■ **Task to complete**: Update the records below by replacing every "photo" with "image" and keeping everything else the same. Leave the pictures out of your answer.

═══

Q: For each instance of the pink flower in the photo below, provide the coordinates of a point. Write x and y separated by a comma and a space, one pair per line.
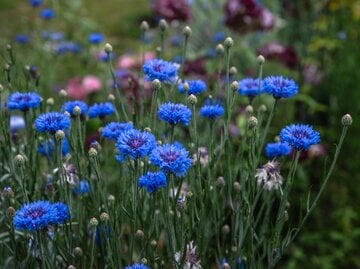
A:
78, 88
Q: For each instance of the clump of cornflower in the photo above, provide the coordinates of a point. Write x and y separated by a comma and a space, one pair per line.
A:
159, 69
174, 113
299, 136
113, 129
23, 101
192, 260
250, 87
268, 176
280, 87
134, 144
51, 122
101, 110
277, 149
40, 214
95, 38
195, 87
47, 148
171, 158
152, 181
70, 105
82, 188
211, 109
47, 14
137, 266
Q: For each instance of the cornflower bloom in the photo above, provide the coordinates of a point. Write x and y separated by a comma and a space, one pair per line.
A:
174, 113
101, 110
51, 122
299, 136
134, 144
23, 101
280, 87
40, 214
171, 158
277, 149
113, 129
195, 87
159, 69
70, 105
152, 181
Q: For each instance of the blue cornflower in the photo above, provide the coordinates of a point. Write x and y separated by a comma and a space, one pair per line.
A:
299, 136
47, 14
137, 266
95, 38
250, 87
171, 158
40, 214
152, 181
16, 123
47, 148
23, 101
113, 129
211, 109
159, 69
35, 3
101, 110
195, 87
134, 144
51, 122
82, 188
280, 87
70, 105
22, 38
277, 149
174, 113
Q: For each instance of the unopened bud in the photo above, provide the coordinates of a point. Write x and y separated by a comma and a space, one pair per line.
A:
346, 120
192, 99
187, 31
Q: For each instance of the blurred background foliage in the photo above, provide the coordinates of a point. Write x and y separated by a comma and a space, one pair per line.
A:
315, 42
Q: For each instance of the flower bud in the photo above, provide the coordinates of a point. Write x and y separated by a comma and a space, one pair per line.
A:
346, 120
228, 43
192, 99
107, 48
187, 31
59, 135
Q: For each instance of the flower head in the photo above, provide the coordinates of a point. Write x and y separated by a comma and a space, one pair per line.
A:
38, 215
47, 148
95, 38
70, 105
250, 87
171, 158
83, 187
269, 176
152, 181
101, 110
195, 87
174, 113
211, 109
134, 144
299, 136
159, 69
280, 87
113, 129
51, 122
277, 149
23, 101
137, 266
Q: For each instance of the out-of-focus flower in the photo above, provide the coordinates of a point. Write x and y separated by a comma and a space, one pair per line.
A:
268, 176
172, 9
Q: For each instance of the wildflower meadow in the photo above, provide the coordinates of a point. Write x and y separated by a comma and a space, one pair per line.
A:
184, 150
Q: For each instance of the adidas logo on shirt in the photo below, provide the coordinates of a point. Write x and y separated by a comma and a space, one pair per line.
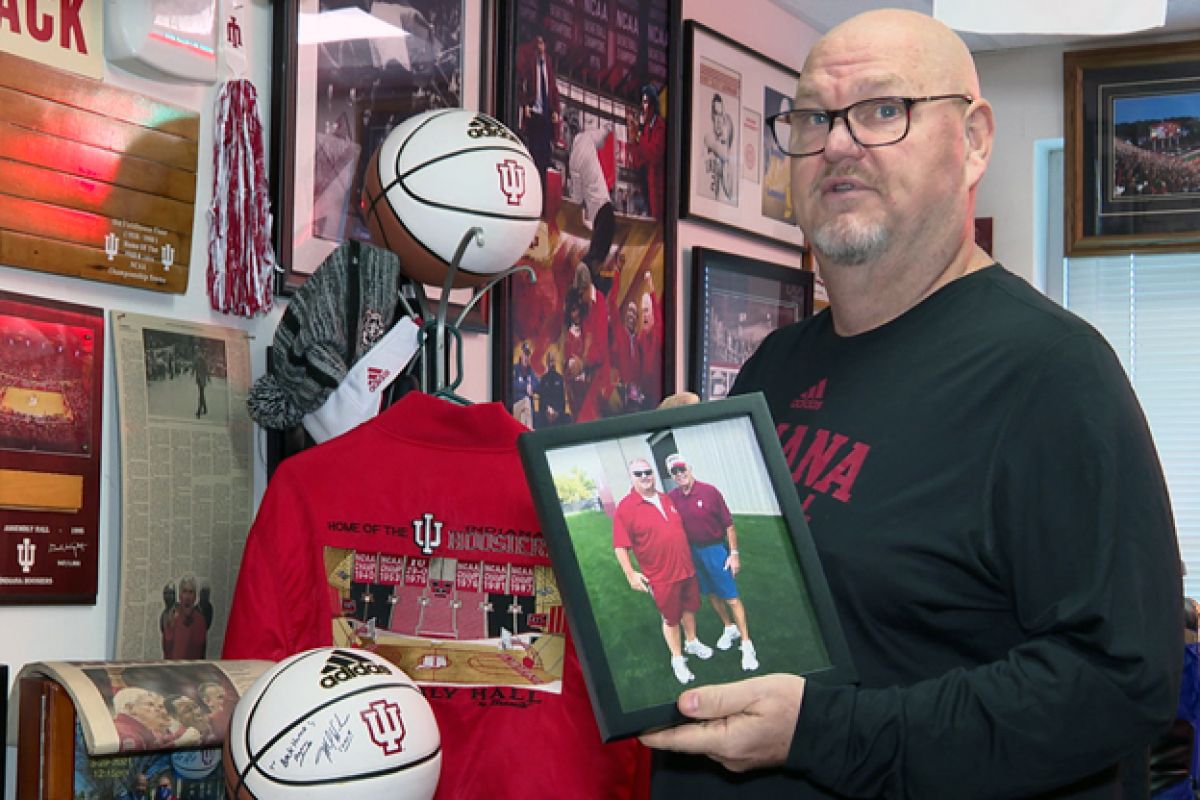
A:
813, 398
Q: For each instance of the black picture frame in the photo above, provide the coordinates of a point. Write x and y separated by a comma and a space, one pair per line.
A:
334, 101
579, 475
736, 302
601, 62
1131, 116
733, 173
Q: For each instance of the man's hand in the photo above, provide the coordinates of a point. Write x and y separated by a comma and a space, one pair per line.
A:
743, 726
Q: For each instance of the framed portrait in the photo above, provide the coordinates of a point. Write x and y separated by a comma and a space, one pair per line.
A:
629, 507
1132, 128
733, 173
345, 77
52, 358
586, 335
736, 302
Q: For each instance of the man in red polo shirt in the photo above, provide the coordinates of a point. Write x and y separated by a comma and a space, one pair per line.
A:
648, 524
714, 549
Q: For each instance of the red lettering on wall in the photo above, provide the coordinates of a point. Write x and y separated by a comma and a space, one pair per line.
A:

═══

■ **Reply to the exercise**:
Q: For each instance of the pink flower in the image below, provide the coordinates of a point. Write x and y separated by a comma and a space, one pair per line.
A:
78, 88
Q: For each instance of the clump of cornflower in the image above, provide the coordinates of a point. Write x and y separated by a comma and a space, one pair per line.
A:
159, 69
174, 113
299, 136
113, 129
23, 101
192, 260
250, 87
268, 176
280, 87
134, 144
51, 122
101, 110
277, 149
40, 214
95, 38
195, 87
47, 148
171, 158
152, 181
70, 105
82, 188
211, 109
47, 14
137, 266
Q: For each instance of the cornflower bloom in the image above, provide the coordinates of a point. Write x and y separated by a comma and a space, one pair per line.
A:
174, 113
101, 110
51, 122
299, 136
134, 144
23, 101
280, 87
40, 214
171, 158
277, 149
113, 129
195, 87
159, 69
70, 105
152, 181
Q: For each instance of the blue cornflower in the image above, provide the coordinates of a point. Write x and y separated by a comma and a space, one pair per line.
A:
299, 136
47, 14
137, 266
95, 38
250, 87
171, 158
40, 214
152, 181
16, 123
47, 148
23, 101
113, 129
211, 109
159, 69
35, 3
101, 110
195, 87
134, 144
51, 122
82, 188
280, 87
70, 105
22, 38
277, 149
174, 113
Q: For each instance of the unopened bud in the image above, provide the coordinates of a point. Write x and y separated by a comma and a space, one pair per line.
A:
346, 120
192, 99
187, 31
Q: For each instance of the blurred background foliage in the image above, provide the coordinates of a point. Write x and y separated by a comma and a space, one pair per line.
A:
315, 42
Q: For each instance of the flower bud in the image above, provide the coordinates of a point. Write x and y separated by a comma and a space, one pair per line.
A:
346, 120
228, 43
192, 99
107, 48
187, 31
59, 135
Q: For each instance of the flower head in the image above, provide the coordinates of a point. Write x and y separated by a comma and a space, one pair per line.
A:
38, 215
47, 148
95, 38
70, 105
250, 87
171, 158
83, 187
269, 176
152, 181
101, 110
195, 87
174, 113
211, 109
134, 144
299, 136
159, 69
280, 87
113, 129
51, 122
277, 149
23, 101
137, 266
Q: For each instance of the out-of-focus flower in the image above, provide the coordinates of a point. Write x and y separated by a comma and a space, one pair per line.
A:
268, 176
172, 9
Q: For each instance of the wildflower meadow in the image above, provide the coordinates of a point. Write x and y separated by a comma and a space, one pair per line.
A:
184, 150
Q: For each instance of the adidas logo on shirt in the image below, provide the coordinates of a point. Write x and y separated by a comma and a space, one pair per line.
A:
813, 398
Q: For each instance of the black picture frame in the image above, provide the coordinates of a point. Write x and y separated by a comma and a space, one pair per line.
A:
334, 101
579, 475
736, 302
601, 62
1131, 116
733, 173
Q: For each instance of the man's hand in the image above, provide the coordinates of a point. Write x and y separated by a comma and a space, one pair per line.
A:
743, 726
Q: For each instance of the framed portrait in the image above, provide the coordinates of a point. Write x and y separated by a comma and a space, one pair per line.
A:
629, 507
1132, 128
733, 173
345, 77
52, 358
586, 335
736, 302
Q: For each instance of the man in red polo shirt in the image above, provide the coordinates of a point. Write x and y separated by a comma and a space, one pair per line.
A:
648, 524
714, 549
Q: For each instance of the red lettering on wall in the image above, provide the coordinates of a point. Write x and y separated by a comma and a space, one pair per line.
A:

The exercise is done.